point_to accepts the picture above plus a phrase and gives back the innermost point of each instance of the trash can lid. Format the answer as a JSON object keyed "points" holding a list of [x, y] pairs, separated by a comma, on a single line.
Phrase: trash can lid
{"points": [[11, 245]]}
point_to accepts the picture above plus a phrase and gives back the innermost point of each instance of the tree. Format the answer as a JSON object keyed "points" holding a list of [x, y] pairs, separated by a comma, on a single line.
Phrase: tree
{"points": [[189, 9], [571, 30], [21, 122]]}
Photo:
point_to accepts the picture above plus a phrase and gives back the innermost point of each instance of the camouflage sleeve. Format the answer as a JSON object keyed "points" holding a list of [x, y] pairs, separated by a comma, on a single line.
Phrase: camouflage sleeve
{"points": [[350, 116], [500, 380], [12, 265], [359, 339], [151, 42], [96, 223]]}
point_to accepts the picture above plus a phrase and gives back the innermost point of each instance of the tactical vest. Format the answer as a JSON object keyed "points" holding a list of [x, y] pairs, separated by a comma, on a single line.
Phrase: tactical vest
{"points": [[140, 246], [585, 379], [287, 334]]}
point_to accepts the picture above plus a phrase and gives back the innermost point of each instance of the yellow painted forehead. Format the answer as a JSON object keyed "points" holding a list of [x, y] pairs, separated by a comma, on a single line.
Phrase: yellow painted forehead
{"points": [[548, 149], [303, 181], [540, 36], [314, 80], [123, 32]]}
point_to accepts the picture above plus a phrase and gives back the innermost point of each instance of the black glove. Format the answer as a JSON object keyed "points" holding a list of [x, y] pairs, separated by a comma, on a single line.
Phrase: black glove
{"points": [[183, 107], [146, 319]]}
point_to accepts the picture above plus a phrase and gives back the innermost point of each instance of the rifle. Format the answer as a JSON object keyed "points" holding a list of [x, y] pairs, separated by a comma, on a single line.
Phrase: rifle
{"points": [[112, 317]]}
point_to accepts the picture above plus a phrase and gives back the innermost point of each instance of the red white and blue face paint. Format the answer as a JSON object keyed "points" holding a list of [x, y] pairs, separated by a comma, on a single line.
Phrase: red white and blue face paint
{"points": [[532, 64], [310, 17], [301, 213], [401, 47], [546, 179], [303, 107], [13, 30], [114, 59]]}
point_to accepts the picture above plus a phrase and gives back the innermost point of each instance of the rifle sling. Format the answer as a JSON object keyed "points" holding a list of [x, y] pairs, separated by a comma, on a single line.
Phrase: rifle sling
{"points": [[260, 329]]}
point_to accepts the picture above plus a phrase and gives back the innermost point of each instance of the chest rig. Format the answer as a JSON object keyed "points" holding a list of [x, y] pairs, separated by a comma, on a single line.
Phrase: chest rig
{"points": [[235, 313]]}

——

[YOUR GOAL]
Go through the listing and print each line exactly as it appears.

[SOLUTION]
point_to accepts the picture above plus a phrase and gives back the innermost point of each instance of the trash can lid. Format the answer as a JSON object keyed "points" holding a list of [x, y] pairs, separated by a comma, on a single line.
Phrase: trash can lid
{"points": [[11, 245]]}
point_to accepts the picture above plus a phrase and gives back the innermost point of each instance of the tree. Format the answer as a JSON object keyed "points" holding a list of [x, y] pairs, separated by a comma, on a single line.
Phrase: tree
{"points": [[189, 9], [571, 30], [21, 122]]}
Photo:
point_to accepts the picture above plus a phrase and gives back the innermost point of each instance of the camouflage sleeve. Format the answer as a JSON object keyed "points" holding a list of [x, y] pairs, separated by a comma, on a single line.
Phrase: camouflage sleeve
{"points": [[350, 116], [500, 380], [12, 265], [359, 339], [151, 42], [96, 223]]}
point_to accepts the picture above plus a phrase and gives back the innermost point of each instance of the tactical vest. Format the answer as a JSON object keyed "points" holding a list of [x, y] pairs, separated by a comma, on a single line.
Phrase: tactical vest
{"points": [[140, 246], [585, 379], [287, 334]]}
point_to accepts the picture above plus a phrase and gives back the innermost point of each instance of the yellow painted forehead. Format the answer as a JSON object keyed "points" holding a list of [x, y] pairs, separated by a comma, on a single line.
Phrase: yellow painted forehead
{"points": [[548, 149], [303, 181], [540, 36], [314, 80], [123, 32]]}
point_to accepts the picture above plus a phrase and gives back the innermost point of each instance of the black glove. Format the answer as a JSON object keyed "points" holding a list of [x, y] pairs, separated by a comma, on a single line.
Phrase: black glove
{"points": [[183, 107], [146, 319]]}
point_to accepts the picture above plus a phrase and gives back the innermost point of each instance of the rifle. Format the answer as a JSON object keyed "points" holding a list of [x, y] pairs, separated by a comma, on a single line.
Phrase: rifle
{"points": [[112, 317]]}
point_to accepts the picture above plus a phrase and gives back the innermost point of each instance of the red white and blue face paint. Format the answer as a JSON object keyed "points" holding a list of [x, y] pairs, separated by a comma, on a single line.
Phrase: red white and blue face paint
{"points": [[532, 64], [310, 17], [301, 213], [401, 47], [546, 179], [303, 107], [13, 30], [114, 59]]}
point_to accepts the picture above plus a phrase and gives back the innermost point of each instance of the rifle sling. Format the answer as a JSON object keyed "points" holding a list of [x, y] pairs, separated by a comma, on a single line.
Phrase: rifle sling
{"points": [[260, 329]]}
point_to accepts the picture above plus a phrase and gives back the innermost point of each instance of the chest rig. Format the answer as a JSON object keyed "points" holding a list of [x, y] pairs, separated by a comma, on a single line.
Phrase: chest rig
{"points": [[235, 313]]}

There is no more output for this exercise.